PROBLEM DETAILS:
Exact copies of the records below are required.

= = =

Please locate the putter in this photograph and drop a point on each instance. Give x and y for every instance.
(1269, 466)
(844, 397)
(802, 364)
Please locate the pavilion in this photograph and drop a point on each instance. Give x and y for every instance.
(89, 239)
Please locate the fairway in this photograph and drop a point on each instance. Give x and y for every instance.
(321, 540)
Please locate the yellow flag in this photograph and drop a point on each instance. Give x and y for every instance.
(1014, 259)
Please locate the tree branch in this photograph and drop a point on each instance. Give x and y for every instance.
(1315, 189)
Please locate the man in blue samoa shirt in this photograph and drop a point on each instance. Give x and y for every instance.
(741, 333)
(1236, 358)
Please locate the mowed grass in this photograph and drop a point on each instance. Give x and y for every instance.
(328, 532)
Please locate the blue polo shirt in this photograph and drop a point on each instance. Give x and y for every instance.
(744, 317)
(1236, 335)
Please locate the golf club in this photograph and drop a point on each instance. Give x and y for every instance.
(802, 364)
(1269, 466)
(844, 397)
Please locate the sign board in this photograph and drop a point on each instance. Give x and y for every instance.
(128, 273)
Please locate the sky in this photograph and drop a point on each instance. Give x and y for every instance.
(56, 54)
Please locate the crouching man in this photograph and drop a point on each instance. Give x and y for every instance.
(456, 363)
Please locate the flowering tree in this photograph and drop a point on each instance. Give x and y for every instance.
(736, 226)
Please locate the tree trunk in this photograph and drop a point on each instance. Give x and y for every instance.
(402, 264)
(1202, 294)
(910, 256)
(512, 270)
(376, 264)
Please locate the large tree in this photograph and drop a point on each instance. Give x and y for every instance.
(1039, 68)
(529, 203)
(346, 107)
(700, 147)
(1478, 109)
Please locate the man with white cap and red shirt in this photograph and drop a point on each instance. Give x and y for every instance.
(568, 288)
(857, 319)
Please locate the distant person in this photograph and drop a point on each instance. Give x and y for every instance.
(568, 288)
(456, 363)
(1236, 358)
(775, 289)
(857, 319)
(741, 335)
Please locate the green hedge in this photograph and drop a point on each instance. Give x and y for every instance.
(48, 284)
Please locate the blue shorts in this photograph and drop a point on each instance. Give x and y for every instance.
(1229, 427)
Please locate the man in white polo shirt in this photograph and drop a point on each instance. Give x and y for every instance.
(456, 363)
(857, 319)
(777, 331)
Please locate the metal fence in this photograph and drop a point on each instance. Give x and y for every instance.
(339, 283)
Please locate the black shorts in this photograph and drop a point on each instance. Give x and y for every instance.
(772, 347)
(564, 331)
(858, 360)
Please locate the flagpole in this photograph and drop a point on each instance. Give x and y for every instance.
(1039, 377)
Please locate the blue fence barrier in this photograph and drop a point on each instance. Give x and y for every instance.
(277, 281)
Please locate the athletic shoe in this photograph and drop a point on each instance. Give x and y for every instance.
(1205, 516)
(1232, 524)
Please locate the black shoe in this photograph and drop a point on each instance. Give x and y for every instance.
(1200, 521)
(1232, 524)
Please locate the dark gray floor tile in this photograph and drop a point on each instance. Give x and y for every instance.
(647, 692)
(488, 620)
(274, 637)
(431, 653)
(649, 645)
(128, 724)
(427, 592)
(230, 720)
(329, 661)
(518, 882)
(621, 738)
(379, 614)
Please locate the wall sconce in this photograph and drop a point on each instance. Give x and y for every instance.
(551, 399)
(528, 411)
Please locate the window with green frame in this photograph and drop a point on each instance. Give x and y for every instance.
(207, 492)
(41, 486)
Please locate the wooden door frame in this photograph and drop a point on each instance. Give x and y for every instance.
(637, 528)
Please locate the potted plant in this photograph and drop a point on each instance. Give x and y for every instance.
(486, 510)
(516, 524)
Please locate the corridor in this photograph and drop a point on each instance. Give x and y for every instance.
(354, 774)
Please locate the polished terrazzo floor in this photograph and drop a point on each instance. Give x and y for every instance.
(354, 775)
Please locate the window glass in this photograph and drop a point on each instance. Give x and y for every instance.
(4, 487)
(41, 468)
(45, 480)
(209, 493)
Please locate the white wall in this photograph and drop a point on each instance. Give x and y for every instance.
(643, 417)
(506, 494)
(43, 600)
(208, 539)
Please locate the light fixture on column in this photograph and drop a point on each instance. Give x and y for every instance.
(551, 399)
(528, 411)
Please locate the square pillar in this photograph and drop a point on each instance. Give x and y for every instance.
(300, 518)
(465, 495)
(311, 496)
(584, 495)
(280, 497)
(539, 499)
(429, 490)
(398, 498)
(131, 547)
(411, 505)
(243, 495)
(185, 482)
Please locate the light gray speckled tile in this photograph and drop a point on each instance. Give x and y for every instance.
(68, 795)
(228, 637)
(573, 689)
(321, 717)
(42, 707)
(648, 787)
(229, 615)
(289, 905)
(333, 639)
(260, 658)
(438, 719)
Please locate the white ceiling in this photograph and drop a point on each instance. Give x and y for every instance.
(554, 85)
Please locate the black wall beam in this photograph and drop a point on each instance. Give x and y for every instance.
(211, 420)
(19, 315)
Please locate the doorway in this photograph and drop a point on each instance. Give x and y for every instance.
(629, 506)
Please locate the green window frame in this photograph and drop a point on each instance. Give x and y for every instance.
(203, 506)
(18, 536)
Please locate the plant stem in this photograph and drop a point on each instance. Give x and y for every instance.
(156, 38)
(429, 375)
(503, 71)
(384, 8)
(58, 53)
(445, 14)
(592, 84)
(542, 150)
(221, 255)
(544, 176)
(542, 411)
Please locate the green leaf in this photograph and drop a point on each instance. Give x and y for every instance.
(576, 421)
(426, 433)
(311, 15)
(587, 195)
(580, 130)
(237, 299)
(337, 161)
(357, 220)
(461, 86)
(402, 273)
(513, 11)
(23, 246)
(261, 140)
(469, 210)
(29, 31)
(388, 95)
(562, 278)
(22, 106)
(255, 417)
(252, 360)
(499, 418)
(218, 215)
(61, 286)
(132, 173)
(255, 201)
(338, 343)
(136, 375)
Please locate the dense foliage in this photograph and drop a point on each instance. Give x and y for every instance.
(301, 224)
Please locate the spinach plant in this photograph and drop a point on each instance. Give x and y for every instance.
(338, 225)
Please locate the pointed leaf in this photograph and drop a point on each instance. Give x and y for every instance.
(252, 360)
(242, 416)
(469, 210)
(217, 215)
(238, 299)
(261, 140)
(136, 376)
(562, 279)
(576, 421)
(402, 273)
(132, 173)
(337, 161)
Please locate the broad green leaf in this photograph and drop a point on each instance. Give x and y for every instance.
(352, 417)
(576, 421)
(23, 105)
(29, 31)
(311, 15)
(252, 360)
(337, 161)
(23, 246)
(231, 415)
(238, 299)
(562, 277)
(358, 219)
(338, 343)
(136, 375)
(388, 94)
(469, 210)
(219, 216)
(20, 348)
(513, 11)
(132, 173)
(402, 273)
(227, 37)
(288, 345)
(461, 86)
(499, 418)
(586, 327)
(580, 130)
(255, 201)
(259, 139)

= = =

ANSWER BOX:
Please locate the putter in this photograph and drop a point on each instance. Give x and y for every instance.
(1269, 466)
(844, 397)
(802, 364)
Please locate the pavilion in this photograph and drop a point on each instance. Give x and y for every instance.
(89, 239)
Please locate the fairway in this photograph and drop a point on each instance. Give x and y for every instance.
(321, 540)
Please locate the yellow flag in this photograph and drop a point on each instance. Give x and y for every instance.
(1014, 259)
Please locate the tree branch in this photograph and drop a point on each instance. Give x and y for every instance.
(1315, 189)
Please locate the man in blue samoa shirt in this photograph and drop a point on each instance. Give x and y for every instance.
(741, 333)
(1236, 358)
Please locate the mowed grass in this photograph and drop a point on each instance. Give x and y for every instance.
(328, 532)
Please locate the blue polo shirt in this photograph and drop a point on each instance. Give x and y for every instance.
(744, 317)
(1236, 335)
Please locate the golf club in this photograph and drop a point on each instance. Give x and y for every instance.
(802, 364)
(1269, 466)
(844, 397)
Please locate the sign board in this photograph and drop a point on each instance. Give x and y for every instance.
(128, 273)
Please locate the sky in this photograph and drop a point on each instance. Give x and y for every instance.
(56, 54)
Please locate the crouching man in this photograph and drop a point on each instance. Give x and y for every instance.
(456, 363)
Please locate the flowering tree in this photograph and drop a point on each instance. Give x and y for every instance.
(736, 226)
Please locate the tree trunk in this photograph and drop a point on each instance. Give x and y for every instance.
(402, 264)
(1202, 294)
(910, 256)
(512, 270)
(376, 264)
Please locate the large tree in this photograph and drop a point on each instance. Give x and y for every instance.
(1039, 68)
(529, 203)
(346, 107)
(700, 147)
(1478, 109)
Please locate the man with white cap and red shirt in this photograph and drop a point on each instance. Give x and y for every instance.
(568, 288)
(857, 319)
Please locate the distant person in this photograph and drop a point on each instance. Give x and y for every instance.
(568, 288)
(456, 363)
(1236, 358)
(775, 289)
(857, 319)
(741, 335)
Please locate the green hedge in this photograph and drop a point on each instance. Give x and y for every instance.
(48, 284)
Please locate the blue shorts in this photograph and drop a point on each instance. Give x and y for every instance.
(1229, 427)
Please locate the man in white polo shirt in this photograph and drop a point on each instance. Give x and y for every instance.
(456, 363)
(857, 319)
(777, 331)
Please locate the metal fence in this photograph and drop a point on each instance. Give x and y for every instance.
(339, 283)
Please locate the black shorts in this photograph and drop a point on each instance. Give x and y for every instance.
(772, 347)
(564, 331)
(858, 360)
Please locate the flagpole in this photograph and drop a point on each instance. Give x and y for every instance.
(1039, 377)
Please locate the blue fence barrier in this photograph and drop a point on each instance. Give x and y for every instance.
(277, 281)
Please locate the athletic shoe in this photograph and drop a point on each instance. Give x and y for every instance.
(1205, 516)
(1232, 524)
Please locate the black shoe in this photograph and drop a point on each instance. Give x and y for every instance.
(1200, 521)
(1232, 524)
Please locate the dark gray floor tile in this photograph and drop a point on each instance. Give x and y for every instance.
(647, 692)
(488, 620)
(274, 637)
(431, 653)
(649, 645)
(128, 724)
(427, 592)
(230, 720)
(329, 661)
(518, 882)
(621, 738)
(379, 614)
Please locate the wall sconce in this photograph and drop a point on each instance. Give x and y for every instance.
(551, 399)
(528, 411)
Please locate the window with green frame in this photograph and drop a point on each instance. Give x and y for every instance.
(207, 492)
(41, 486)
Please locate the wooden door frame in this photograph and drop a point on each instance. Give x and y for every instance.
(637, 528)
Please locate the potted plant in this photograph and drop a point on each instance. Give x and y for every instance.
(486, 510)
(516, 524)
Please locate the corridor in this photograph and drop a point on each instance. Give x and y for every instance.
(354, 774)
Please locate the polished terrazzo floor in this photograph and drop a point on each instance. Give x and y for every instance.
(354, 775)
Please locate the window glass in this photograph and drop a point on each instance. Give x and y for every instance.
(4, 487)
(41, 468)
(45, 480)
(209, 493)
Please locate the white wall in this photograph and drop a point on each instance. Give x and y for every instance.
(643, 417)
(506, 494)
(43, 600)
(208, 539)
Please locate the light fixture on column in this photograph and drop a point on each instance. Give x and y for every instance.
(551, 399)
(528, 411)
Please locate the square pillar in this photograph and drop a point on each instance. Give x and y for every instance.
(300, 518)
(465, 495)
(311, 496)
(584, 495)
(280, 497)
(539, 499)
(429, 490)
(398, 498)
(131, 547)
(411, 505)
(243, 495)
(185, 482)
Please locate the light gray speckled tile in this photograph and drop a point on each instance. Give x and y for every instance.
(68, 795)
(228, 637)
(573, 689)
(321, 717)
(42, 707)
(648, 787)
(229, 615)
(289, 905)
(333, 639)
(260, 658)
(438, 719)
Please locate the white ceiling in this photograph and drop a point on each instance. Give x and y for every instance.
(554, 85)
Please locate the black wall beam in this photograph and drop a point on each instance. Give x and y for every instance.
(211, 420)
(19, 315)
Please locate the doorway in this photograph and drop a point on each instance. Give x and y for every instance.
(629, 506)
Please locate the green window frame in this photograph and drop a point on each instance. Give x and y for every instance.
(203, 506)
(18, 536)
Please locate the plant stem in this photograph and drop a point on each instance. Give x and y for every instance.
(156, 38)
(429, 375)
(503, 71)
(384, 8)
(58, 53)
(445, 14)
(592, 84)
(542, 150)
(221, 255)
(544, 176)
(542, 411)
Please locate the green leaf in this photograph and drop a point on each instance. Give x and y for every instance.
(576, 421)
(426, 433)
(311, 15)
(587, 195)
(580, 130)
(237, 299)
(337, 161)
(357, 220)
(461, 86)
(402, 273)
(513, 11)
(23, 246)
(261, 140)
(469, 210)
(29, 31)
(388, 95)
(562, 278)
(22, 106)
(255, 417)
(252, 360)
(499, 418)
(218, 215)
(61, 286)
(132, 173)
(255, 201)
(338, 343)
(136, 375)
Please locate the dense foliage in this photograph and drop a point on each instance. Give x and y for every instance.
(301, 224)
Please locate the spinach plant in this photograph and drop a point on each instance. Give x and y for every instance.
(338, 225)
Please locate the pointed leaf in this photograph and drop a point on each instance. Give x and y for every instance.
(252, 360)
(242, 416)
(469, 210)
(217, 215)
(238, 299)
(261, 140)
(136, 376)
(562, 279)
(576, 421)
(402, 273)
(132, 173)
(337, 161)
Please locate the broad green leaf in this photograph and drop a point on each instance. Give x and y for every instance.
(352, 417)
(576, 421)
(23, 105)
(29, 31)
(311, 15)
(252, 360)
(337, 161)
(23, 246)
(231, 415)
(238, 299)
(562, 277)
(358, 219)
(338, 343)
(136, 375)
(388, 94)
(469, 210)
(219, 216)
(20, 348)
(513, 11)
(132, 173)
(402, 273)
(227, 37)
(288, 345)
(461, 86)
(499, 418)
(586, 327)
(580, 130)
(255, 201)
(259, 139)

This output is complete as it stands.